Scan the listing for the word "instance" and report every line that contains it.

◇ ◇ ◇ ◇ ◇

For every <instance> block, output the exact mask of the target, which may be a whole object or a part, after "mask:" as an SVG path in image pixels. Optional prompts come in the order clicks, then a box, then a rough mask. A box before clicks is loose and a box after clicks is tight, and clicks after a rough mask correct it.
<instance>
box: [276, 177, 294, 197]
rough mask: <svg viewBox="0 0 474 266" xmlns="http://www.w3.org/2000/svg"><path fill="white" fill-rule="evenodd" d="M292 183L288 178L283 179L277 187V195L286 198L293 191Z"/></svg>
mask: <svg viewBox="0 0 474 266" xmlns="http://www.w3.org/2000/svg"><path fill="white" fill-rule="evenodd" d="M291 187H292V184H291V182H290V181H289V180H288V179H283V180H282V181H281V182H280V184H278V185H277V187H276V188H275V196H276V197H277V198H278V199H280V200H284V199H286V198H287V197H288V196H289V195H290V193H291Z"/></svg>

◇ ◇ ◇ ◇ ◇

#### ANSWER TO THIS TASK:
For every <instance> block, output the exact mask of the target, which may be a whole object or a part, after "mask:" as an SVG path in image pixels. Optional prompts come in the order clicks, then a box, then a rough mask. A box before clicks is loose and a box after clicks is tight, and clicks after a rough mask correct it.
<instance>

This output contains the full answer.